:: DO THIS ::
Extract, unchanged, the lines of the entries below from the line containing "Return one point per instance of the man's" to the line containing "Return one point per instance of the spectator", both lines included.

Entries excerpted from a collection:
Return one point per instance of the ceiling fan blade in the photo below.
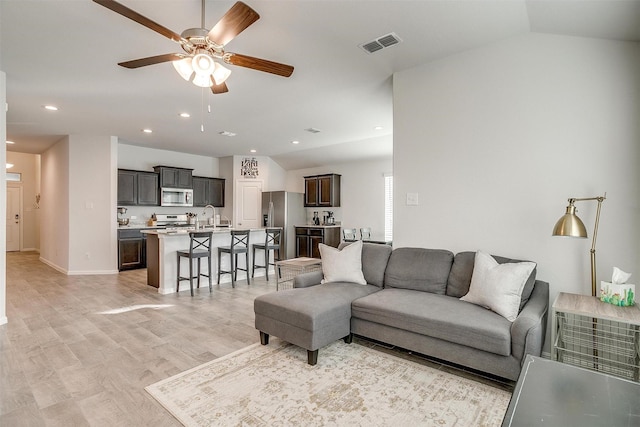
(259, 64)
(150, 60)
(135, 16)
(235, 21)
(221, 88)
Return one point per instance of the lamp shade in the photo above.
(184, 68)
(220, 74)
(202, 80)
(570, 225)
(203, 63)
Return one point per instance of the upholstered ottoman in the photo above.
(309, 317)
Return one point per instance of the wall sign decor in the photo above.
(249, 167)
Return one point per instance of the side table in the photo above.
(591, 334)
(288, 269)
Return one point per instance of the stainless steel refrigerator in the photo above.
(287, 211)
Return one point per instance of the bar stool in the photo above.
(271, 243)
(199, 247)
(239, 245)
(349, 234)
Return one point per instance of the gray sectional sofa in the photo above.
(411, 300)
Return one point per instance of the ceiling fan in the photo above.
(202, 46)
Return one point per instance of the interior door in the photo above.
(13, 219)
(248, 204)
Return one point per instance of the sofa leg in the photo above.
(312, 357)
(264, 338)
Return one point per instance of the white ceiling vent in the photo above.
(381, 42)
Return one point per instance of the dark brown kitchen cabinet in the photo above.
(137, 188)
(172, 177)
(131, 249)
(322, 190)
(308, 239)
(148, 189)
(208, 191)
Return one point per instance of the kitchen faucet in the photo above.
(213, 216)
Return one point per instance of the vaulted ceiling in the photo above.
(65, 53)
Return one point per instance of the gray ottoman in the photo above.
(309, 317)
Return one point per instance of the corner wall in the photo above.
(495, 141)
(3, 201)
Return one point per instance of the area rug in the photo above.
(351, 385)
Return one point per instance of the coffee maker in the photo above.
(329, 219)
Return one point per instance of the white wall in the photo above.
--
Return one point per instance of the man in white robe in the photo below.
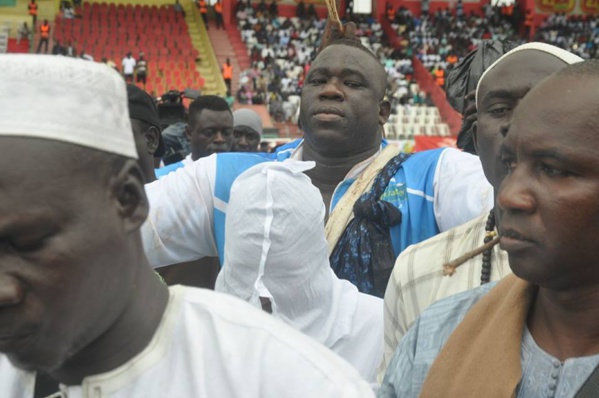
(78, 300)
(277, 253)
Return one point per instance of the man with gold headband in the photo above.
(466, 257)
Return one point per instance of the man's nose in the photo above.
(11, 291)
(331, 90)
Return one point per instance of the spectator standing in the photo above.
* * *
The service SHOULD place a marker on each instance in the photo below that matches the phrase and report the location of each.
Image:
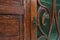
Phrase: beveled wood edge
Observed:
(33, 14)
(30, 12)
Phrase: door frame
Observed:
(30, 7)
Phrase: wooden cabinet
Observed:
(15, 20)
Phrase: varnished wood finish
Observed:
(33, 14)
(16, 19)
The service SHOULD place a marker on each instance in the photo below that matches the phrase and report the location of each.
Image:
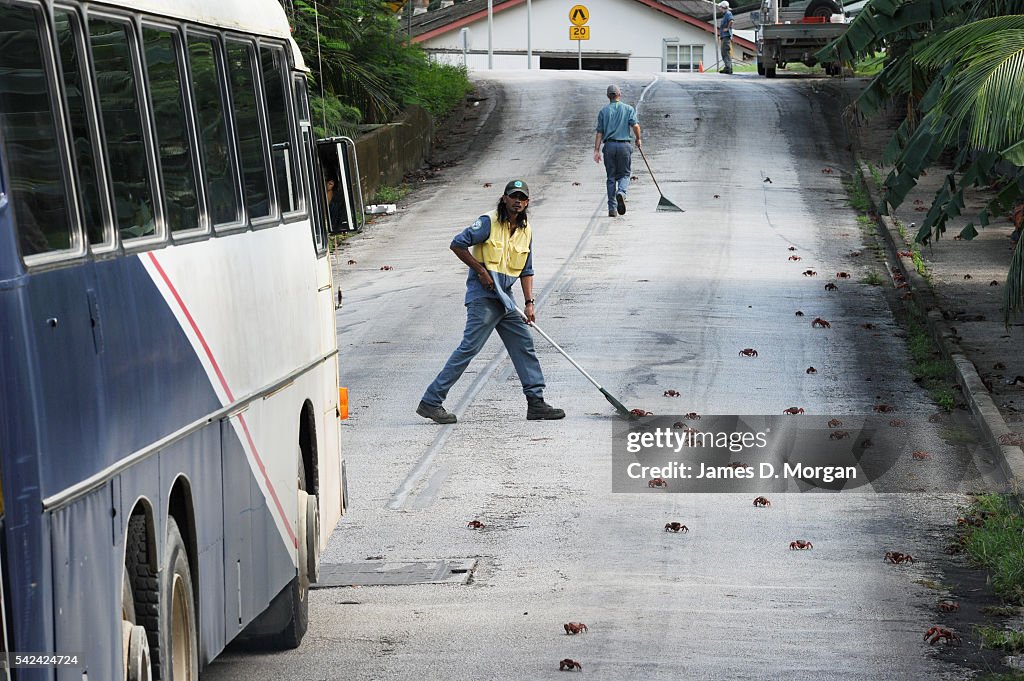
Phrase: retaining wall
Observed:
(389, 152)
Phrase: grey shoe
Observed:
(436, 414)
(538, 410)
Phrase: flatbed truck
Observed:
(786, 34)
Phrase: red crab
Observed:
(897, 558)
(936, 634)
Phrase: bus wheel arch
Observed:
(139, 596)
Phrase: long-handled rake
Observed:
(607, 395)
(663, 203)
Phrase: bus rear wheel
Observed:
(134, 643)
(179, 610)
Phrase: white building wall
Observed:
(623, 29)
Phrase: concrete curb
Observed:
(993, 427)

:: COMPLETE ANSWER ::
Return one point per instance of the man's nose in the photo above.
(11, 291)
(331, 90)
Return one point per instance of the spectator standing in the photo above.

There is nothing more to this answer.